> _EXERCISE REQUIREMENTS_: Reproduce the records exactly.

────────────────────

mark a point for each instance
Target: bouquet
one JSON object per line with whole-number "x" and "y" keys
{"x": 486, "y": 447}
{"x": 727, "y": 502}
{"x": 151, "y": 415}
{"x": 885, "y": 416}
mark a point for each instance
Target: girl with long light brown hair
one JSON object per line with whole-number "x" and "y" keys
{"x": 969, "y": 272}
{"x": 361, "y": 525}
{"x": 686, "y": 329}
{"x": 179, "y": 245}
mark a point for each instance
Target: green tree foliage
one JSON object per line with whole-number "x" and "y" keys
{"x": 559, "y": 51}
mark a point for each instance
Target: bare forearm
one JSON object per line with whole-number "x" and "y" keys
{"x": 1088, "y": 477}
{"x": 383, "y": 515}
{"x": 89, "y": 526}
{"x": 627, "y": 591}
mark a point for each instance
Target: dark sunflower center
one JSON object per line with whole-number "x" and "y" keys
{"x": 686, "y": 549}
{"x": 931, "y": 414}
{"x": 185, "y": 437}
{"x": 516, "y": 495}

────────────────────

> _RESPONSE TO THE TASK_:
mark a point for each instance
Target: bouquet
one JSON object per line with whole-number "x" and "y" keys
{"x": 486, "y": 447}
{"x": 727, "y": 502}
{"x": 151, "y": 415}
{"x": 885, "y": 416}
mark a point for each instance
Target: girl with long light brown hair
one JSON object per line with whole-number "x" and "y" keys
{"x": 969, "y": 272}
{"x": 361, "y": 525}
{"x": 686, "y": 329}
{"x": 179, "y": 245}
mark a point for each instance
Target: green tree foliage
one JSON object per line with whole-number "x" and "y" keys
{"x": 559, "y": 51}
mark a point for each instance
Target: bare forearm
one JSON object per line with whole-number "x" and "y" keys
{"x": 1088, "y": 477}
{"x": 383, "y": 515}
{"x": 89, "y": 526}
{"x": 627, "y": 591}
mark a point for each instance
Target: dark sunflower center
one JSON object per line with whole-number "x" and "y" keys
{"x": 686, "y": 549}
{"x": 931, "y": 414}
{"x": 185, "y": 437}
{"x": 516, "y": 495}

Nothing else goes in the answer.